====== Data for the task ======

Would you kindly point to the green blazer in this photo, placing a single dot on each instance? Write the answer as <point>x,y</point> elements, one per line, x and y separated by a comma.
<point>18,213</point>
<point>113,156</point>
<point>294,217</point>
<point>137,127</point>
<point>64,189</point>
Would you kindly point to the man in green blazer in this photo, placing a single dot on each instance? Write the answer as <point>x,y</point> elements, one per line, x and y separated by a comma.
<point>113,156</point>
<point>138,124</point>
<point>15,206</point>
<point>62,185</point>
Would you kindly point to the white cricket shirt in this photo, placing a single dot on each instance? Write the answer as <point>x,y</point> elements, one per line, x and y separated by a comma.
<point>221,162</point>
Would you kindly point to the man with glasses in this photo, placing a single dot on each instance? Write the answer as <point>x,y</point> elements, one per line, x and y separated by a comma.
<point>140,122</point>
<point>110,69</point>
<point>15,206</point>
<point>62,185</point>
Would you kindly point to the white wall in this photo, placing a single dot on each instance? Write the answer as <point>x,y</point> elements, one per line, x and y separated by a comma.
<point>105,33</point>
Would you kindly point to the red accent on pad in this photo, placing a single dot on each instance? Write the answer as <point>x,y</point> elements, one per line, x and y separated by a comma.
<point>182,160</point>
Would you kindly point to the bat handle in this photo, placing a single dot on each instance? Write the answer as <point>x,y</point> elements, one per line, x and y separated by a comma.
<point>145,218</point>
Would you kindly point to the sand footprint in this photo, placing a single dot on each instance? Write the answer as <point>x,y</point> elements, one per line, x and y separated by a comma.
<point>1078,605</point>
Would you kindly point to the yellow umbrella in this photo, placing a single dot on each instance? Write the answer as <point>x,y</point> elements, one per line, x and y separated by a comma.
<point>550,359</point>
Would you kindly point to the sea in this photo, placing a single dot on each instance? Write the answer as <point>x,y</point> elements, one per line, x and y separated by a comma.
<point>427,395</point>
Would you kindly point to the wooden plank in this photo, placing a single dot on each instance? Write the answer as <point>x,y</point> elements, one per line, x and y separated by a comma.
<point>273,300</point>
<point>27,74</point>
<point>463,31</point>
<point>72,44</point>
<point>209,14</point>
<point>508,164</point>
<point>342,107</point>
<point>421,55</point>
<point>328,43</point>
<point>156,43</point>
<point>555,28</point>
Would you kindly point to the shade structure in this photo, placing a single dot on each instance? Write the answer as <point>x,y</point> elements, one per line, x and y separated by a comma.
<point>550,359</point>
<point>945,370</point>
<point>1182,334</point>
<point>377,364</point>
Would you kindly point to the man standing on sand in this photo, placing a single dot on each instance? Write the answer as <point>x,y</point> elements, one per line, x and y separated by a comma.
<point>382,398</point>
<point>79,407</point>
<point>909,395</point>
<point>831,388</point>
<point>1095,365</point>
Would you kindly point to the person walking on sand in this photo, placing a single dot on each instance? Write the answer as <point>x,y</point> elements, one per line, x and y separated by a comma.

======

Written request -
Please copy all of the records above word for word.

Output for this task -
Would you kindly point to the green blazer in this photo, placing a single dot on each instance? Write the answer as <point>x,y</point> elements, one per line, x and y separated by a comma.
<point>18,213</point>
<point>113,156</point>
<point>294,217</point>
<point>137,127</point>
<point>64,189</point>
Would you kindly point to the man in green blazer in this photo, placing a single dot on each instance? Write the answer as <point>x,y</point> elements, one per line, x and y separated by a comma.
<point>113,156</point>
<point>138,124</point>
<point>15,206</point>
<point>62,185</point>
Would you kindly point to the white cricket shirt in this photo, placing a single dot on each instance? Write the answer as <point>x,y</point> elements, one per line, x and y separated by a comma.
<point>221,162</point>
Would you kindly point to the man with glasses in this photo, placing a single dot on each instance? Write the answer as <point>x,y</point> elements, one per line, x and y separated by a comma.
<point>140,122</point>
<point>110,69</point>
<point>15,206</point>
<point>62,185</point>
Would you kindly point to the white wall in this photo, placing a single dot on each instance? Write the answer as <point>x,y</point> elements, one per line, x and y separated by a comma.
<point>105,33</point>
Would you kindly point to the red accent on pad in this photo, placing a single dot on each instance? Write the answer as <point>x,y</point> elements, one per line, x and y separated by a comma.
<point>182,160</point>
Would you kindly point to the bat handle in this photo, placing a single dot on each instance? Write the answer as <point>x,y</point> elements, one per line, x and y separated by a comma.
<point>145,218</point>
Would you kindly point to the sand footprint in this photo, placing a single dot on each instance? Write the answer as <point>x,y</point> elements, one per line, x and y separated by a comma.
<point>1078,605</point>
Would you kindly point to the yellow umbrella in this photo, placing a single dot on each instance? Write the answer as <point>x,y</point> elements, one per line, x and y separated by a comma.
<point>550,359</point>
Would you kindly point to the sea in this photo, placing a single dot on each instance? Write the answer as <point>x,y</point> elements, one per line, x and y separated by a comma.
<point>427,395</point>
Would you kindly point to the wooden plank in this photo, placing a single dot on each instance? Write the answer as <point>x,y</point> elements, one per line, x and y separated by a comma.
<point>273,300</point>
<point>27,74</point>
<point>463,31</point>
<point>72,44</point>
<point>209,14</point>
<point>508,164</point>
<point>342,107</point>
<point>421,55</point>
<point>328,43</point>
<point>156,43</point>
<point>555,28</point>
Would you kindly point to the shade structure in this photo, placing a single dot on each instance? Write the answer as <point>x,y</point> elements, one per line, x and y separated by a comma.
<point>550,359</point>
<point>945,370</point>
<point>1182,334</point>
<point>377,364</point>
Would you kindly point to the man standing on sand in this photo, placing a single dot on each instance? Write the answer as <point>x,y</point> elements, one per line, x and y separated by a comma.
<point>382,398</point>
<point>79,407</point>
<point>909,395</point>
<point>831,388</point>
<point>1095,365</point>
Would you kindly point to the person walking on sand in this photo, placing a single dot on each instance? Write the answer as <point>x,y</point> elements, one per line, x and y separated by a comma.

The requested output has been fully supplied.